▶ [Problem]: Scale the stretch of the records from the line that contains "[locate] decorative cornice" through the end of the records. Rewrite every line in that stretch, multiplying each x and y coordinate by 2.1 and rounding to a whole number (halves round up).

▶ [Data for this task]:

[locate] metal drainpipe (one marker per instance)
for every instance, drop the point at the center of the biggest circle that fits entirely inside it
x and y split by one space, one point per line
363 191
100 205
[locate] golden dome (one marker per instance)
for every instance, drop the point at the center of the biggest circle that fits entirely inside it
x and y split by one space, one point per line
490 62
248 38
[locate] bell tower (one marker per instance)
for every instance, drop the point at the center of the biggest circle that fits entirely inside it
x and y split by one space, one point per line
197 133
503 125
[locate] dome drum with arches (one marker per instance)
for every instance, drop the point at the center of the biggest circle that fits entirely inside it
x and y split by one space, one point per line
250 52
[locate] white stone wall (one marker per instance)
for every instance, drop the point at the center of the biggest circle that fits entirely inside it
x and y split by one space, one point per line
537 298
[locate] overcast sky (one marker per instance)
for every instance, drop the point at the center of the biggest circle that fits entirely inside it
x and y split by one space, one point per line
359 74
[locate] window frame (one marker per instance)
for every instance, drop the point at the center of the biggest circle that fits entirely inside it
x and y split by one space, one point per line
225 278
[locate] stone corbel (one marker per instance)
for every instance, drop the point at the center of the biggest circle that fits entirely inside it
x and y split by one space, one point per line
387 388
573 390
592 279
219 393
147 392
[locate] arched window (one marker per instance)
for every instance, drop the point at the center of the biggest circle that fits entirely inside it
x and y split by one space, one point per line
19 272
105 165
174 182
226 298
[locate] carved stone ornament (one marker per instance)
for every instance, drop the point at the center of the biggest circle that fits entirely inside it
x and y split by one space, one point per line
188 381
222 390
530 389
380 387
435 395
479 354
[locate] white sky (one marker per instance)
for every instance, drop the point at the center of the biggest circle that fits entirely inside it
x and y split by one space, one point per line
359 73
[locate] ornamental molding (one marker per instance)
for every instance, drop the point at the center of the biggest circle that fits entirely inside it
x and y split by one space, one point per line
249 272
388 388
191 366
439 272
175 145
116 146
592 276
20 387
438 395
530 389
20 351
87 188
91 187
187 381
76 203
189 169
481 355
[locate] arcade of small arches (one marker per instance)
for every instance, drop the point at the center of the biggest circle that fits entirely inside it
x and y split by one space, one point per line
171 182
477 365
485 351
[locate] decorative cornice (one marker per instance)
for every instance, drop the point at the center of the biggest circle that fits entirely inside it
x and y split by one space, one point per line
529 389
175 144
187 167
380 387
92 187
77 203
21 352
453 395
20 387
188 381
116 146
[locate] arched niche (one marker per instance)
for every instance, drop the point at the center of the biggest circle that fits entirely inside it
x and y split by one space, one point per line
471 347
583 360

▶ [Answer to the problem]:
[locate] decorative cornice (one marker per instance)
for every instance, drop the point at the center of the biggest circle that fits entirely inside it
x and y split by one space, one point per line
1111 817
368 302
393 351
798 813
193 393
162 426
44 739
951 830
42 813
395 800
244 307
[locate] arched niche (one marker per instance)
for every instance, drop the point at the center of the biggest circle that fits entirely inside it
x and y split by one space, one point per line
989 729
1224 756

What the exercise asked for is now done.